Custom Analysis Rules
Define organization-specific policies in YAML. Custom rules produce structured signals with rule IDs, source spans, and matching evidence — same shape as built-ins.
Rules are pattern-matching only — no code execution, no external calls. The engine validates each rule's shape and predicate at load time; the generated JSON Schema drives offline IDE autocomplete against /schemas/v1/custom_rules.schema.json.
Basic Example
# company_rules.yaml
# yaml-language-server: $schema=https://lexega.com/schemas/v1/custom_rules.schema.json
rules:
- id: ACME-STG-ENC
risk_level: critical
message: "Stage created without encryption."
triggers:
all_of:
- kind: { in: [create_stage, alter_stage] }
- ddl.stage.encryption_disabled: true
- id: ACME-MASK-DROP
risk_level: high
message: "Masking policy {policy.target.name.canonical} removed."
triggers:
kind: drop_masking_policy
The first rule fires on CREATE STAGE or ALTER STAGE statements that turn encryption off. The second fires on any DROP MASKING POLICY, and its message interpolates a field from the matched statement's facts.

________

WHAT THE TASK ASKS: Continue the custom analysis rules documentation from the point where it stops, in the same style.

SUPPLIED DATA:

________

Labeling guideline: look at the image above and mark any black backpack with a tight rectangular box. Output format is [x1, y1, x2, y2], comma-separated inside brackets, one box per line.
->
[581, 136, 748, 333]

________

ANSWER TO THIS EXERCISE:
Running Custom Rules
# Analyze with custom rules
lexega-sql analyze query.sql --custom-rules company_rules.yaml
# Combine with catalog
lexega-sql analyze query.sql --custom-rules rules.yaml --catalog prod.json
# Multiple rule files
lexega-sql analyze query.sql --custom-rules rules1.yaml --custom-rules rules2.yaml
Cloud Storage URIs
For larger or shared deployments, rules, policies, exceptions, and output artifacts can be read from or written to cloud storage. This enables separation of concerns: DevOps maintains rules, Security maintains policies, artifacts go to shared storage.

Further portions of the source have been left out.